# [Data for this task]
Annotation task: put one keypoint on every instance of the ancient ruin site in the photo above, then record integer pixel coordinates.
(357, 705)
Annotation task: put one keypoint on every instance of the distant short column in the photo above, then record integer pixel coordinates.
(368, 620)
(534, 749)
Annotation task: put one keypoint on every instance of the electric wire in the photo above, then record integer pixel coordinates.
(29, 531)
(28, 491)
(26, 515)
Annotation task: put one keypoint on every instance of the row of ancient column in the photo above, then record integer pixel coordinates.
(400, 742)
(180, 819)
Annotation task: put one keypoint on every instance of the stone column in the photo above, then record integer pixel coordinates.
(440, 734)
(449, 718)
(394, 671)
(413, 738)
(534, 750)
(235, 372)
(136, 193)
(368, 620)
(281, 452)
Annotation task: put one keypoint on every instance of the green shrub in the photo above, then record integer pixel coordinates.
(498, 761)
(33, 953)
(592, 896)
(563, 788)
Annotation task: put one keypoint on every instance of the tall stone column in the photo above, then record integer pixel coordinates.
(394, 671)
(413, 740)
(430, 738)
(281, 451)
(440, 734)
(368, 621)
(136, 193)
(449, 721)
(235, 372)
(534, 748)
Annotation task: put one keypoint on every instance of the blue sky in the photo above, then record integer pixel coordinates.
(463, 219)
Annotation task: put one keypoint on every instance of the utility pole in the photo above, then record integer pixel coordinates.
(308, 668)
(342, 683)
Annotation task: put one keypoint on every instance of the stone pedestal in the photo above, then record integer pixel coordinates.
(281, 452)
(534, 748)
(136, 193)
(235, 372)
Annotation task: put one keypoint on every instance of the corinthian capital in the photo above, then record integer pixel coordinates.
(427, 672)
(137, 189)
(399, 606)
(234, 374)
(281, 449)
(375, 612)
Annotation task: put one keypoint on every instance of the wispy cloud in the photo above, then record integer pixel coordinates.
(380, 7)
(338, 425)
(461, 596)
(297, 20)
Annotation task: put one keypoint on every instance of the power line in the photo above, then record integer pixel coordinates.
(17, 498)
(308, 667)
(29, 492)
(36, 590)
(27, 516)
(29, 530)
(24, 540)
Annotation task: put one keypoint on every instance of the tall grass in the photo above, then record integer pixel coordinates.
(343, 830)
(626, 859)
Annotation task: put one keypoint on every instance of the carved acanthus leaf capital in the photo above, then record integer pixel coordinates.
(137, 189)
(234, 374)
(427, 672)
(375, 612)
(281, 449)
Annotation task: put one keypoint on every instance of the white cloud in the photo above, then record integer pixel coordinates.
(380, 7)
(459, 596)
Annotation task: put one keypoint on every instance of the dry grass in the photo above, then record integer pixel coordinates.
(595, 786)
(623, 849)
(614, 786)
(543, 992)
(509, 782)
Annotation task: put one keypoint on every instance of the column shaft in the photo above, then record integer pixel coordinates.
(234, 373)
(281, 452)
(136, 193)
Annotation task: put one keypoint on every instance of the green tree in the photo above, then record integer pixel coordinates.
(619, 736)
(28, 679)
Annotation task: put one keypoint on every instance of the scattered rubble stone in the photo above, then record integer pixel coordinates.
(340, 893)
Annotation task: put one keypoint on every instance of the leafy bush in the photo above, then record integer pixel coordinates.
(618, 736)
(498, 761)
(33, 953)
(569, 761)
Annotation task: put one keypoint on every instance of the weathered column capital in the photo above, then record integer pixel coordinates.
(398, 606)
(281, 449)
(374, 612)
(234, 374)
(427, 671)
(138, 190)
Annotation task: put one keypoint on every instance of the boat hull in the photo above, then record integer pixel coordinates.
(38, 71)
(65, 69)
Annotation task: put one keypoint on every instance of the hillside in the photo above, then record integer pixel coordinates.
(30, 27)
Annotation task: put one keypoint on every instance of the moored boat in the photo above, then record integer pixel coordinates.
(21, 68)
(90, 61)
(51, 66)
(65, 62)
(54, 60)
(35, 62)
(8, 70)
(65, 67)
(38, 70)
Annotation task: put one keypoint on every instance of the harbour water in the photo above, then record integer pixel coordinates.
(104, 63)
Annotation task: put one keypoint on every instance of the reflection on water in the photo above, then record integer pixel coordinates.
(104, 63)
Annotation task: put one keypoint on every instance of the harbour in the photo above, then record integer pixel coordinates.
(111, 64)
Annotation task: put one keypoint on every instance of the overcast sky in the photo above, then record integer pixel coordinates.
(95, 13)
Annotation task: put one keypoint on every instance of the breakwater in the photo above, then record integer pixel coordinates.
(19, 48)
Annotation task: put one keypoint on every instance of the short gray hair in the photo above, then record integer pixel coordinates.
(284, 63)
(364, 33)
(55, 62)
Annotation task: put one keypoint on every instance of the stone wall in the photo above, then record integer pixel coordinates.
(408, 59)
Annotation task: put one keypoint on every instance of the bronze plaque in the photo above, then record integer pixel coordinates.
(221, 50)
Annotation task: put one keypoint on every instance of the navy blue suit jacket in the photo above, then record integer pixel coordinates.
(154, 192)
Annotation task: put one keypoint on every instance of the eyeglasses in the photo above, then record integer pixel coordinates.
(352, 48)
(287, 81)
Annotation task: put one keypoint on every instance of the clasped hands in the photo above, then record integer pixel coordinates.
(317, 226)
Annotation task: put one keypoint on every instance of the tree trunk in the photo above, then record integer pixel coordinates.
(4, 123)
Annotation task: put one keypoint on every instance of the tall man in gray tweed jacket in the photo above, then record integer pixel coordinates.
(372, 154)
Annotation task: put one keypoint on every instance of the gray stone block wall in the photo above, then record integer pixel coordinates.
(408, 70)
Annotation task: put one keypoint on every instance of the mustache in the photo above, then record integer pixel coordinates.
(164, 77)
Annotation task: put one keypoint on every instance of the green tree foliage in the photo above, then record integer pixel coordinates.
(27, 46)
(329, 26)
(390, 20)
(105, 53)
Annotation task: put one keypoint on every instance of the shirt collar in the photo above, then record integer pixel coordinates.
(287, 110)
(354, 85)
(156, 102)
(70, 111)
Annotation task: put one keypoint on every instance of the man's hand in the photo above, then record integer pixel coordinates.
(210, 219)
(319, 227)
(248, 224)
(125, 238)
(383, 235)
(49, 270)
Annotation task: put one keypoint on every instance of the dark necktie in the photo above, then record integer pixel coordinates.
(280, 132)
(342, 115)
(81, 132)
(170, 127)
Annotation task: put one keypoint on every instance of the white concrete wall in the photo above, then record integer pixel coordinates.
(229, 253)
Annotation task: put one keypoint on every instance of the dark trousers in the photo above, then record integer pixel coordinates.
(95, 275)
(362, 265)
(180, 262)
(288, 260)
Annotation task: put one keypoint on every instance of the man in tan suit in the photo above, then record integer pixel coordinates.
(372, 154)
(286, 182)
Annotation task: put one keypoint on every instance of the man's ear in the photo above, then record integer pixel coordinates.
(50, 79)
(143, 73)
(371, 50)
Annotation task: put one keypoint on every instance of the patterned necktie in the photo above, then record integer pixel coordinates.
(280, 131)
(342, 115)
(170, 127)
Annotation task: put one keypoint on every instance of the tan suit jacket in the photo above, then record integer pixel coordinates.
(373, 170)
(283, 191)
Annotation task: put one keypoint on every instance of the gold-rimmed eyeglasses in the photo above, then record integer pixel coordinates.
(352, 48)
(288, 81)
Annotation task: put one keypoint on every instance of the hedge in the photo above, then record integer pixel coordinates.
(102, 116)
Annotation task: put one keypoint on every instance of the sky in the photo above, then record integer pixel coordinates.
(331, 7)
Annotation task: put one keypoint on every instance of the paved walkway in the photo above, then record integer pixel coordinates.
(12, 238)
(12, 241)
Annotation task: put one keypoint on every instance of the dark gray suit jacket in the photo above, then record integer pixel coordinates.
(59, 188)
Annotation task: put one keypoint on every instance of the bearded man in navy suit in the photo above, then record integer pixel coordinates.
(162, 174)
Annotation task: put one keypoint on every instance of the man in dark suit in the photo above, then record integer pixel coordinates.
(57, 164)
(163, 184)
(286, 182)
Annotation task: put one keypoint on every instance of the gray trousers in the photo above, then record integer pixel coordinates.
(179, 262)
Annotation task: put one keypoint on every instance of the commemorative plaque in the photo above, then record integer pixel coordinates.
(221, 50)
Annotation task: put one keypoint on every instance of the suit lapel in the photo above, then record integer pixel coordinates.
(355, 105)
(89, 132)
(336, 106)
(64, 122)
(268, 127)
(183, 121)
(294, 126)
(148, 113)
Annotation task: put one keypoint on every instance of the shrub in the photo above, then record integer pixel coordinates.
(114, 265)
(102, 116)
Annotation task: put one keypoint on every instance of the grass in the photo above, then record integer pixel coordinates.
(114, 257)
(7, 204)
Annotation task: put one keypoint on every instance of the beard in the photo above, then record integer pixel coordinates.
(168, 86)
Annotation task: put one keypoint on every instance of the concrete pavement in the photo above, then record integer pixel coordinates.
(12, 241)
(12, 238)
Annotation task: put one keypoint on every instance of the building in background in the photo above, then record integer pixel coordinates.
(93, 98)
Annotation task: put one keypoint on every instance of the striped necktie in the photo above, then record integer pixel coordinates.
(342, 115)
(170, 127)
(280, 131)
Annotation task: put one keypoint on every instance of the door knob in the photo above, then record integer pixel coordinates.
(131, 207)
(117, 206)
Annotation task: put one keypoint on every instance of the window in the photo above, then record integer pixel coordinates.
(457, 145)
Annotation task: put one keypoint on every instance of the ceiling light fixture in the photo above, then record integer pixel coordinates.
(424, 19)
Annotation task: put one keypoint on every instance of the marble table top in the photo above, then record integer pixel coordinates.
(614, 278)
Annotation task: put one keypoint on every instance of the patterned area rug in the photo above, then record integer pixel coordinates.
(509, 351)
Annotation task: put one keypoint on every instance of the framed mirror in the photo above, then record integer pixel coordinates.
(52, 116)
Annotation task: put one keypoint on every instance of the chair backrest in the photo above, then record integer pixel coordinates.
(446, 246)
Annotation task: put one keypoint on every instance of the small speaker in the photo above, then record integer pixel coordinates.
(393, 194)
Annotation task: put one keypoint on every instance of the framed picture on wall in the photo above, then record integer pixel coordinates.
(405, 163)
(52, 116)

# [Written problem]
Repeat only the lines running from the line that contains "the patterned area" through the last line above, inclusive.

# [Task response]
Annotation task: put one keypoint on every instance of the patterned area rug in the photo above, then record integer pixel coordinates.
(509, 351)
Annotation task: put one keypoint on every instance of the framed mirror in the photo above, then record integer pixel coordinates.
(52, 116)
Annotation task: put one keypoint on every instance of the chair backrest in the photo above, then record integer pixel coordinates.
(446, 246)
Annotation task: put one keypoint on every instance of the small speaker in the photo above, then record integer pixel coordinates.
(393, 194)
Annotation task: put one keypoint on every instance of the framed picture on wall in the photo above, then record integer pixel coordinates.
(405, 163)
(52, 116)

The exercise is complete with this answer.